◆ EXERCISE
Using the listing below, keep only the lines with the word "shorts" and copy them.

◆ RECORDED DATA
---*---
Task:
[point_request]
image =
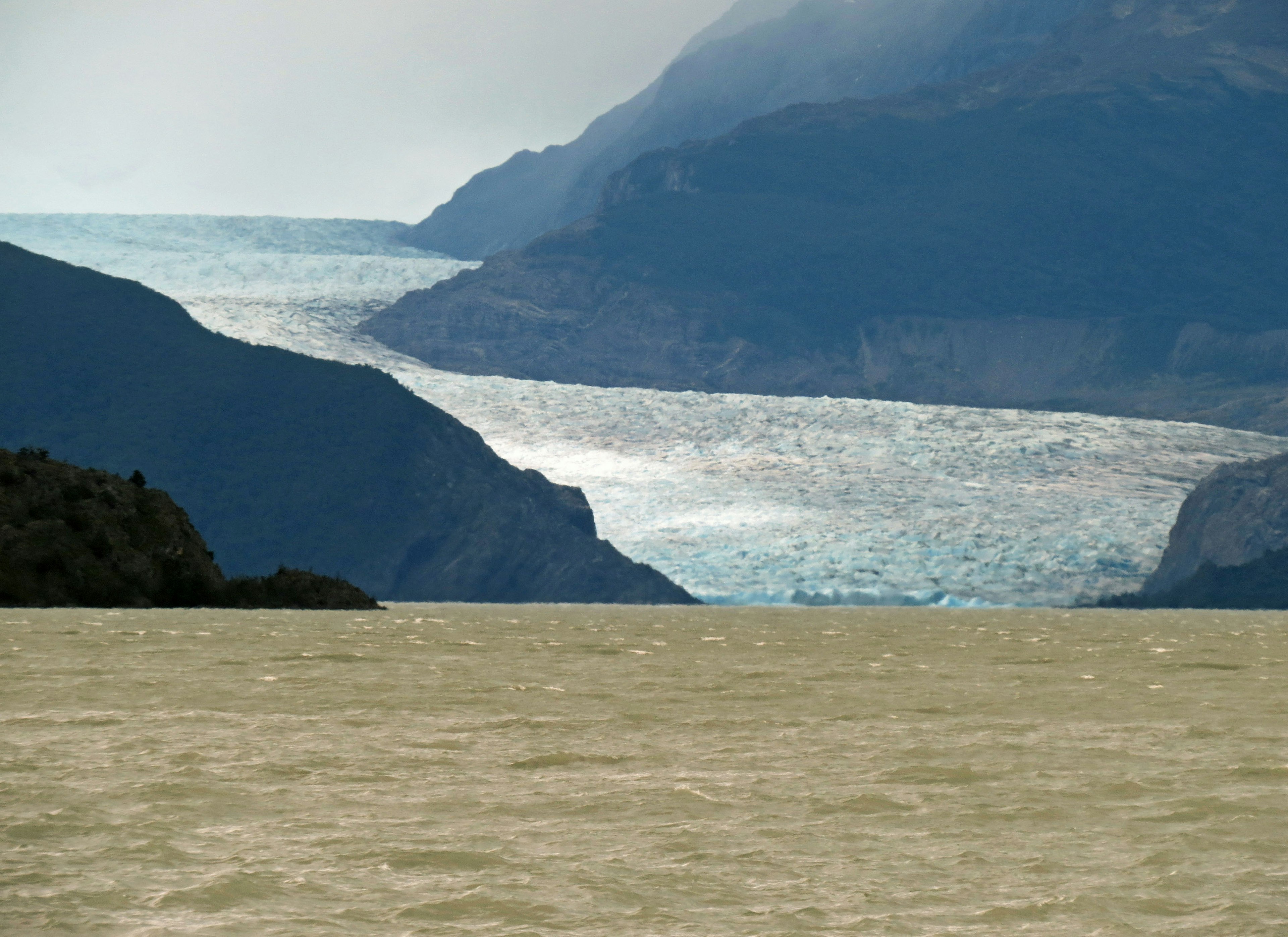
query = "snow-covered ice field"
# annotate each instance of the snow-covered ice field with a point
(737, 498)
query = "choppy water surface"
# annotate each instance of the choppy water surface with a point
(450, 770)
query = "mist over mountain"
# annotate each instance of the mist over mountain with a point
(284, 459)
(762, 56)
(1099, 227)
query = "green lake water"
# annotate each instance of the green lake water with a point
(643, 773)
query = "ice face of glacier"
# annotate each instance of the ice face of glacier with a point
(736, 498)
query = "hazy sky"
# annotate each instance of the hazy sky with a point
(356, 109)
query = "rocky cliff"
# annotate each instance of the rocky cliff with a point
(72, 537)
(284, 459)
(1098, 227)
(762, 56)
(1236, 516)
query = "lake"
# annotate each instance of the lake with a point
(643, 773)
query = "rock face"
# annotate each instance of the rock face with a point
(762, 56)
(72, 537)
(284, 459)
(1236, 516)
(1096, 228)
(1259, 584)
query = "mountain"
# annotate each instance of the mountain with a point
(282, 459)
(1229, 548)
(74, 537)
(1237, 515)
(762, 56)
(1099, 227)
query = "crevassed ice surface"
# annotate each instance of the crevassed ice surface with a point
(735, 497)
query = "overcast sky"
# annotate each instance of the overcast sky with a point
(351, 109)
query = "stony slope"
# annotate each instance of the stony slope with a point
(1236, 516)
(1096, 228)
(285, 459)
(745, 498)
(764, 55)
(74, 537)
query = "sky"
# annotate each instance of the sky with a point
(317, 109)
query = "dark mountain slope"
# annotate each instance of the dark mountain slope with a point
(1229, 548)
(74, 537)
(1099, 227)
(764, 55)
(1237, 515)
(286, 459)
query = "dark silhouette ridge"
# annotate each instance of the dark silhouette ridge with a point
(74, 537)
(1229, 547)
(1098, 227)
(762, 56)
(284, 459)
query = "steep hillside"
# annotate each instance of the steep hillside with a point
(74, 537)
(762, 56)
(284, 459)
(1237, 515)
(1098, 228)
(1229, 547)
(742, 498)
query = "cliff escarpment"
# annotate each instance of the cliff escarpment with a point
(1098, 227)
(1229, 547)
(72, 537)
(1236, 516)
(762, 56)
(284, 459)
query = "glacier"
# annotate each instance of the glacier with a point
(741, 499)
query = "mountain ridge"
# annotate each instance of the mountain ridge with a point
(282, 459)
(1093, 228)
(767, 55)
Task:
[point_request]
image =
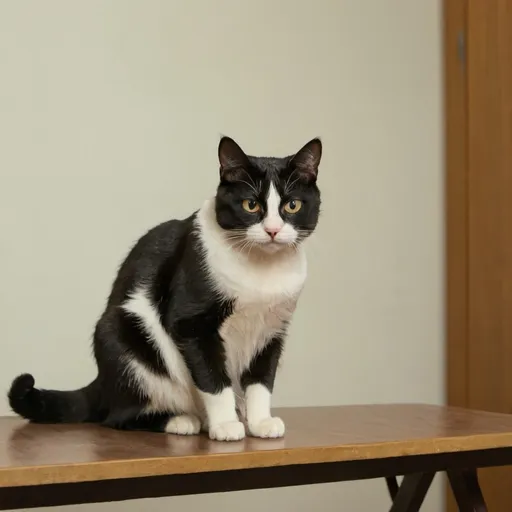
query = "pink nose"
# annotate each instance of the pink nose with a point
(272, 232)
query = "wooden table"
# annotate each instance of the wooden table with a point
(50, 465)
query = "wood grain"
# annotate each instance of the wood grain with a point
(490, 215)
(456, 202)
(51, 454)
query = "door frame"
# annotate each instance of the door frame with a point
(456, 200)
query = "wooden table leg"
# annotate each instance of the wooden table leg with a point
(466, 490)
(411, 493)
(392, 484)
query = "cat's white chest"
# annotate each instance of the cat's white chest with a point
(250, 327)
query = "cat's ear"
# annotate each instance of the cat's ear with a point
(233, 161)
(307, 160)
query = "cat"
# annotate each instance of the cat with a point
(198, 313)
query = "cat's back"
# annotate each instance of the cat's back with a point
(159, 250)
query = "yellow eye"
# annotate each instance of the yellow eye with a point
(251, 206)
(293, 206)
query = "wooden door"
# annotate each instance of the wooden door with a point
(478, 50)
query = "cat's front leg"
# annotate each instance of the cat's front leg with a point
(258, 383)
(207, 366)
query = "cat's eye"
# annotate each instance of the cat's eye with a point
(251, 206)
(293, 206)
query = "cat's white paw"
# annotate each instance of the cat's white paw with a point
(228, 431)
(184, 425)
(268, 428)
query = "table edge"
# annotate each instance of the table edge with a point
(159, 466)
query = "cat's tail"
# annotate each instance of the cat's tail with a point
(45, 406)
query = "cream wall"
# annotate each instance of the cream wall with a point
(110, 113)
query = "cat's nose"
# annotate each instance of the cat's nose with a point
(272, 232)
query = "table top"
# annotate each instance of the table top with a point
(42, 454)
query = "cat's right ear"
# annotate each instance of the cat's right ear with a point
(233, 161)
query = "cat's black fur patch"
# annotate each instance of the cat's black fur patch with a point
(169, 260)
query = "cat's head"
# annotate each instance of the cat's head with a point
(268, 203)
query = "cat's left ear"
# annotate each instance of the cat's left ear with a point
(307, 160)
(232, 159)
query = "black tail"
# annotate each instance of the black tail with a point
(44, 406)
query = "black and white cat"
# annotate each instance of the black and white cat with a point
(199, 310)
---*---
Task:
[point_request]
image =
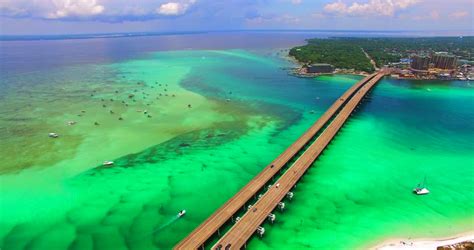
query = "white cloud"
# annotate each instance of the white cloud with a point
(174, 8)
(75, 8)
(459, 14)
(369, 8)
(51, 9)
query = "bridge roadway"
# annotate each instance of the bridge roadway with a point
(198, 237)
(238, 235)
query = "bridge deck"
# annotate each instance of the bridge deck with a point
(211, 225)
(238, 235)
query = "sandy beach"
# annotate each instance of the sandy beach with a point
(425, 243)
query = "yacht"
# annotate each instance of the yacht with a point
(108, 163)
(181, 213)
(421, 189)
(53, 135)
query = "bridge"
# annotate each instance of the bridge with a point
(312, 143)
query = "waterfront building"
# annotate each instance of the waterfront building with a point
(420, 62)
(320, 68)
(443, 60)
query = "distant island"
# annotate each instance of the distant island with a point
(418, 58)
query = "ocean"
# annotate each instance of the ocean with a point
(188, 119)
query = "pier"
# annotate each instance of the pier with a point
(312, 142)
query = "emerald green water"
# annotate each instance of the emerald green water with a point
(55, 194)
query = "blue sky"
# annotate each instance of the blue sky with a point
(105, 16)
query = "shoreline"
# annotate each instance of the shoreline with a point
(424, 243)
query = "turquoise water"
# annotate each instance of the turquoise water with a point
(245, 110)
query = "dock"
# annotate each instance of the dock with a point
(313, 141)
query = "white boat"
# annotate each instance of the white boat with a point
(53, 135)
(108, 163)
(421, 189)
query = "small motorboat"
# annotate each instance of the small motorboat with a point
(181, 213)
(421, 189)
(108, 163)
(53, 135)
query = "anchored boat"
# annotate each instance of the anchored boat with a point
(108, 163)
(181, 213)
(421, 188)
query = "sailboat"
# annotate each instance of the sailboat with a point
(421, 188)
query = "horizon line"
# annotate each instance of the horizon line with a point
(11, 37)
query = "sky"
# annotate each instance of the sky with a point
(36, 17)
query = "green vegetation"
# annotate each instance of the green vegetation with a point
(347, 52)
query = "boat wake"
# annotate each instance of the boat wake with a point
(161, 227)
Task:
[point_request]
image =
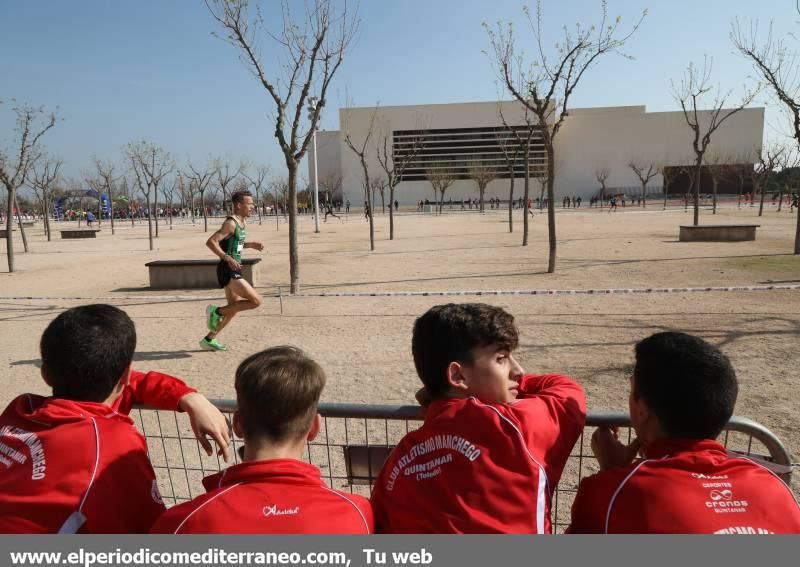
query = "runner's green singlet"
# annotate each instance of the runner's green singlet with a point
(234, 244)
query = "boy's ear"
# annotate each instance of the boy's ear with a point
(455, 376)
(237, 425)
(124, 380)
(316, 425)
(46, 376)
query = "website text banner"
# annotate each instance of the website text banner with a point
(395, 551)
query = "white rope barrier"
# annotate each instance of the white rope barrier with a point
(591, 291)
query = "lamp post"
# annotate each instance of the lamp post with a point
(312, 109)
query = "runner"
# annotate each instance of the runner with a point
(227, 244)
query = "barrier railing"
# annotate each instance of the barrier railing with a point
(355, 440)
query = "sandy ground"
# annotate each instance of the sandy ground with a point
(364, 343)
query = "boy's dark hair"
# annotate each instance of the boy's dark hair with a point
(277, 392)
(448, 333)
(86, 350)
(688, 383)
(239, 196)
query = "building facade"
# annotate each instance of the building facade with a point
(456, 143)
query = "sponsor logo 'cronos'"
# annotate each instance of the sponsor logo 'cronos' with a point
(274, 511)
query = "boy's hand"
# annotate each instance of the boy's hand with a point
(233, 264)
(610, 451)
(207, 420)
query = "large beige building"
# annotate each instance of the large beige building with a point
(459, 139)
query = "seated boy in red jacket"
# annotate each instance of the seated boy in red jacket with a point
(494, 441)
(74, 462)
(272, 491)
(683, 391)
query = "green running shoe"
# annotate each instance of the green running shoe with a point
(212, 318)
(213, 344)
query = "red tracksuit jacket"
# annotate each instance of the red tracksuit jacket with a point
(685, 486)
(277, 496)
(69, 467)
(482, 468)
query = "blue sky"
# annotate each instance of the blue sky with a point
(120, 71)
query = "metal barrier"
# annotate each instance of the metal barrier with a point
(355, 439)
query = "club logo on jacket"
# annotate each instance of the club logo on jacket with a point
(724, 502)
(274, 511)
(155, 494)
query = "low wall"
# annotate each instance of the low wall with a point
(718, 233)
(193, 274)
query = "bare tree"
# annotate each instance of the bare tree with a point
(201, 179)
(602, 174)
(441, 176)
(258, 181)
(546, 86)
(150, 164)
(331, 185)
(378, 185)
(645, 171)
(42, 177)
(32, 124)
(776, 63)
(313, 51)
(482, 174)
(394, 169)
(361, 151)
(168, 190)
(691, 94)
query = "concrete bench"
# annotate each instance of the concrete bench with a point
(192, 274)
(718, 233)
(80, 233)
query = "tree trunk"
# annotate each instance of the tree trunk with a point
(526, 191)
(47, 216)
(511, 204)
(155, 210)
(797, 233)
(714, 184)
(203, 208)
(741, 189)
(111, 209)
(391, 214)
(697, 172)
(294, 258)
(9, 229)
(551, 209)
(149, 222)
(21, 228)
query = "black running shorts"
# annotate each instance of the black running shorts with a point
---*---
◆ RESULT
query = "black running shorts"
# annotate each instance of the black running shorts with a point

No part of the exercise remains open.